* Exercise prompt
Collect every line of the data that contains the string "floor". Case counts.

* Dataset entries
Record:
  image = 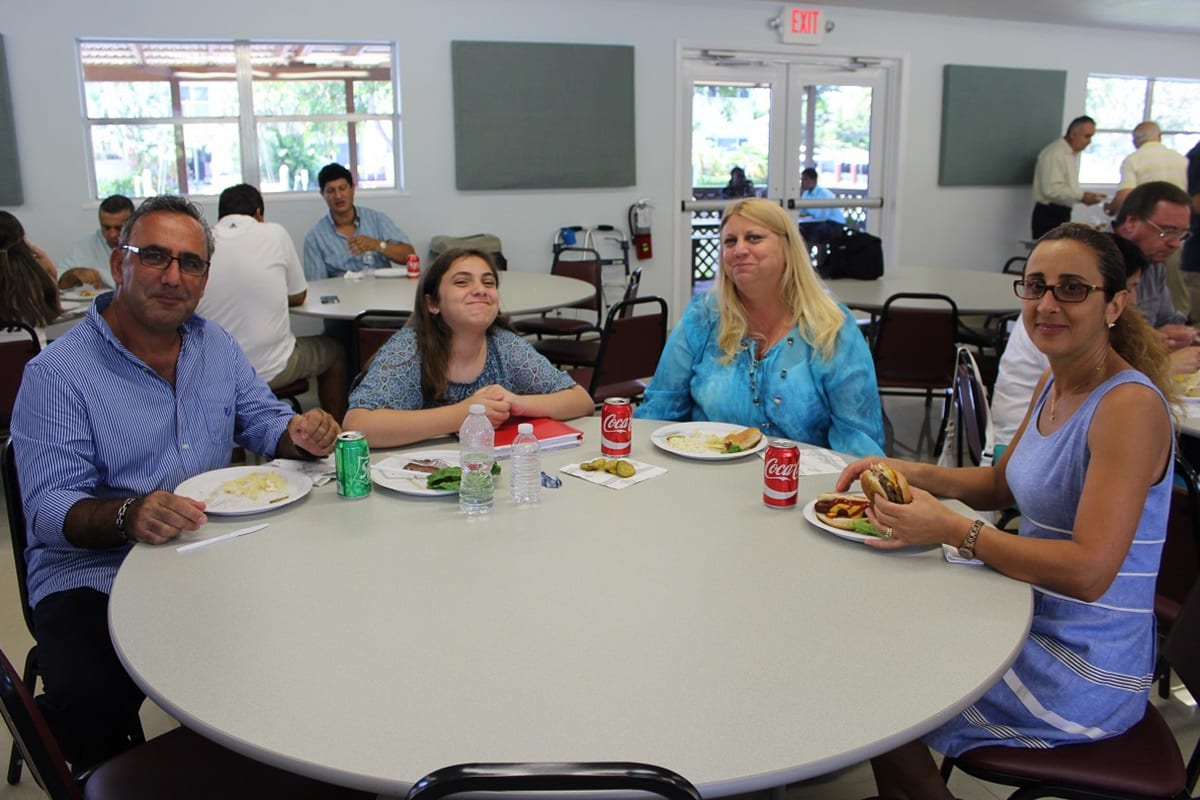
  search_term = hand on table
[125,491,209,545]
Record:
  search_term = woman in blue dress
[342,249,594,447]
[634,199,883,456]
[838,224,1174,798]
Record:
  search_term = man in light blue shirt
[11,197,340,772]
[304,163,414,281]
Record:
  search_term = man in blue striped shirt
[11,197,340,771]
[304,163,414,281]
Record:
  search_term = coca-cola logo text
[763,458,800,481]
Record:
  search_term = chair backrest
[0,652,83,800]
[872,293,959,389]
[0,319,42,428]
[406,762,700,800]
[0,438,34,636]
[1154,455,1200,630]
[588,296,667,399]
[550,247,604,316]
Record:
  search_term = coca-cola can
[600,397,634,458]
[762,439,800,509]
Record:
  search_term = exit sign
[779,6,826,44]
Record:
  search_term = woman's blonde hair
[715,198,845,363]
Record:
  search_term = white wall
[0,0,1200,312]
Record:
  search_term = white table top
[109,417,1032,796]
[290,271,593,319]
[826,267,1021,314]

...

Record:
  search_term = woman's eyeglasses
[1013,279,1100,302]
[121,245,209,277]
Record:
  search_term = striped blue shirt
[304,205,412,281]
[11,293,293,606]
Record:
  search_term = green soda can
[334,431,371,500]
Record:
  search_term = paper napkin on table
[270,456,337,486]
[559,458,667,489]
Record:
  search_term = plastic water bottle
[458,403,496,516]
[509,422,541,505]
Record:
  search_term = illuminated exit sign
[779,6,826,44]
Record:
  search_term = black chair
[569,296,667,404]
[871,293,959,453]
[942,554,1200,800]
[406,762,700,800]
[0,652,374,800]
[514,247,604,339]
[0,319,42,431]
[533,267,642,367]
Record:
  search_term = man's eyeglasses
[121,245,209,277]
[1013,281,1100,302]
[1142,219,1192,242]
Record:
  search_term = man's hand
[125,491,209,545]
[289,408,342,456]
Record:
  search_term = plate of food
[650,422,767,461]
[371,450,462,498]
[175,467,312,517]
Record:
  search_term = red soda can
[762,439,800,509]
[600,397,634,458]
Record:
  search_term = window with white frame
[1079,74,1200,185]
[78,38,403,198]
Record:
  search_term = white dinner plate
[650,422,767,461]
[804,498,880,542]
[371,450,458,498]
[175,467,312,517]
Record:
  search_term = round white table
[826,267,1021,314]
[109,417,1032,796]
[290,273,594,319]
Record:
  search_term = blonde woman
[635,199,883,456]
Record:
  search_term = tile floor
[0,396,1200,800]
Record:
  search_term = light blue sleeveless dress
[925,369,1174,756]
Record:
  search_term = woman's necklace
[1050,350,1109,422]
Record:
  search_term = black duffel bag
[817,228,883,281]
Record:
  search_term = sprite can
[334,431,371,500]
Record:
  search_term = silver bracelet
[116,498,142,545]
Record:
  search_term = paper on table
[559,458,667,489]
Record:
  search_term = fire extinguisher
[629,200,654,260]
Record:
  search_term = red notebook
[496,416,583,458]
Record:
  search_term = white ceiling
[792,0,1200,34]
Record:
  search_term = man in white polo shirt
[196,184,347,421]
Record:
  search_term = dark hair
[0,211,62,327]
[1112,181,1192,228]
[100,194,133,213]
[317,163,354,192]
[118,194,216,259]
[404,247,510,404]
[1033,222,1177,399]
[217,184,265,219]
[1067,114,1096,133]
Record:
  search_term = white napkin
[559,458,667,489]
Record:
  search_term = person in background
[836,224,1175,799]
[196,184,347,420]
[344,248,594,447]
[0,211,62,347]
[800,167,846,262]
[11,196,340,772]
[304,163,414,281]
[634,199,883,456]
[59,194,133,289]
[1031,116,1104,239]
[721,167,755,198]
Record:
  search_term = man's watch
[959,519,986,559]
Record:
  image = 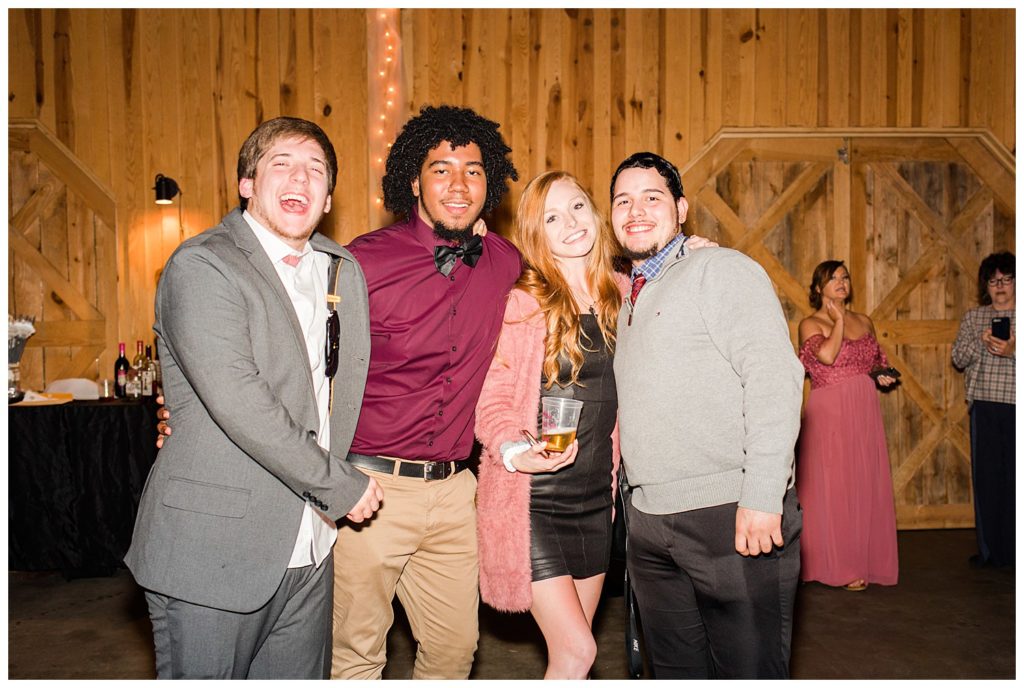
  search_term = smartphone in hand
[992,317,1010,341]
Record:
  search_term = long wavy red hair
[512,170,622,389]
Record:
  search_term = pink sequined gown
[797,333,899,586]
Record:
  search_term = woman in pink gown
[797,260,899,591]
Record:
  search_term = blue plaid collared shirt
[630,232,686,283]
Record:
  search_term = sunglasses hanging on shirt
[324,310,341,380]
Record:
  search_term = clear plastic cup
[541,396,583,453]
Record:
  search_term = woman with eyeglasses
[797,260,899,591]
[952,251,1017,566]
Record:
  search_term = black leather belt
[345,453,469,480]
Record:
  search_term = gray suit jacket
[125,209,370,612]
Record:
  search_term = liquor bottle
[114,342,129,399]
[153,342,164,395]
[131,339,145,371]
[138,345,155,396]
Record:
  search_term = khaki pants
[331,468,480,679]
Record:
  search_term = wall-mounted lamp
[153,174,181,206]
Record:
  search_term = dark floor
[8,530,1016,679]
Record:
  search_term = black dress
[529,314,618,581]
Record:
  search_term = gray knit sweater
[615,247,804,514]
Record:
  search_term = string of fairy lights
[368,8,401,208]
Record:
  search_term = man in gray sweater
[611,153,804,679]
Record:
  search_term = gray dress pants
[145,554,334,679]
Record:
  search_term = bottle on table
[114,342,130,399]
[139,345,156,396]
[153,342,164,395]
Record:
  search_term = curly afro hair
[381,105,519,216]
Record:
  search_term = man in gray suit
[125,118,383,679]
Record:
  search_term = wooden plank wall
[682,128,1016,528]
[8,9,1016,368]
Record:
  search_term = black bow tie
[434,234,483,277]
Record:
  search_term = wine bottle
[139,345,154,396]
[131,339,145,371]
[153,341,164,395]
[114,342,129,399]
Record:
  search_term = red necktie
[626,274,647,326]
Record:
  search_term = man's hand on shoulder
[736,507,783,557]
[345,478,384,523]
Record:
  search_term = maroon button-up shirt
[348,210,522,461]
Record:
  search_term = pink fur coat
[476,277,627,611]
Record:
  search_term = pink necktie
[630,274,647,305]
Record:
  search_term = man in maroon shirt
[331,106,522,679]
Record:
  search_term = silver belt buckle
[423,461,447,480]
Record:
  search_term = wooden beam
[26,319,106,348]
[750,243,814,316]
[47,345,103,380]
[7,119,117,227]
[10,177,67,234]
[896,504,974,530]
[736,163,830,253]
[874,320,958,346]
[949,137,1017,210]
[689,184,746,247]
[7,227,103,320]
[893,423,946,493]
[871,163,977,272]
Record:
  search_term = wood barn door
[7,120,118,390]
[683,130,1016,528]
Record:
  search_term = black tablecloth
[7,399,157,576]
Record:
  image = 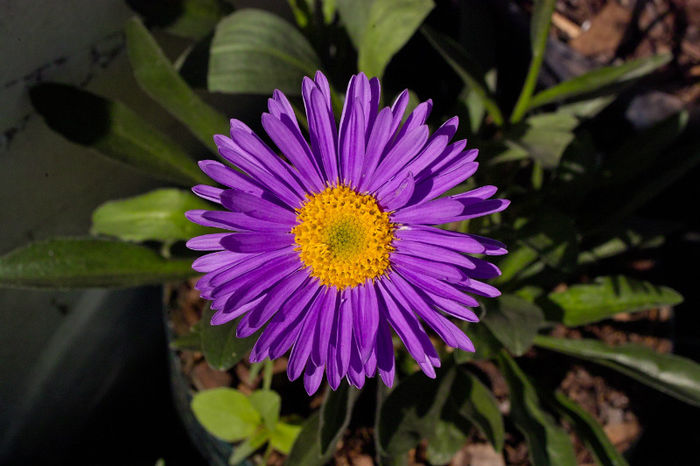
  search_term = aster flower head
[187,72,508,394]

---

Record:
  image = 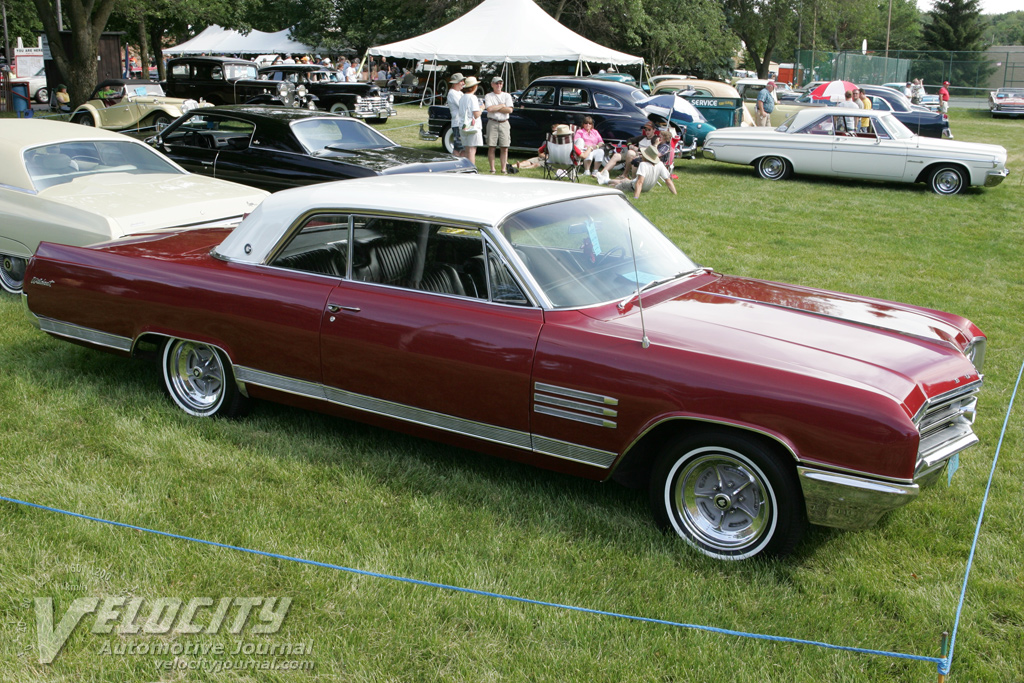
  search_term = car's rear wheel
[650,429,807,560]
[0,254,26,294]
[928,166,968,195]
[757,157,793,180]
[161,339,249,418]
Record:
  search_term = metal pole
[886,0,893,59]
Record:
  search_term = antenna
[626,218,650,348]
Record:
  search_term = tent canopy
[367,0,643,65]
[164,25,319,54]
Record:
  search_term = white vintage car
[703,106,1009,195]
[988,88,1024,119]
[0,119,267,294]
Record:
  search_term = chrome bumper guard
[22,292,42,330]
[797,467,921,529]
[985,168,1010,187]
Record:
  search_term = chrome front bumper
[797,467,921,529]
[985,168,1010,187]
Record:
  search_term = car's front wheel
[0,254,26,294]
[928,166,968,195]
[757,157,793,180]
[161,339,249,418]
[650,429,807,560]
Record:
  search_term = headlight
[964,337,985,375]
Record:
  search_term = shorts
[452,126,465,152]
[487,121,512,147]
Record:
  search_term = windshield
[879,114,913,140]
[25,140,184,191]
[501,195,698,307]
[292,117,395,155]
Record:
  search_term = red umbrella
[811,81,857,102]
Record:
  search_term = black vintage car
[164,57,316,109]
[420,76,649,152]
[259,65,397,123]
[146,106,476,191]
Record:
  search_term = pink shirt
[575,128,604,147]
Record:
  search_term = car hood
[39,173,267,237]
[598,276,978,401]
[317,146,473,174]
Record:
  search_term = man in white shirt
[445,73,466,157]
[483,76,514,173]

* Written solution
  search_term = tile floor
  search_term = dark floor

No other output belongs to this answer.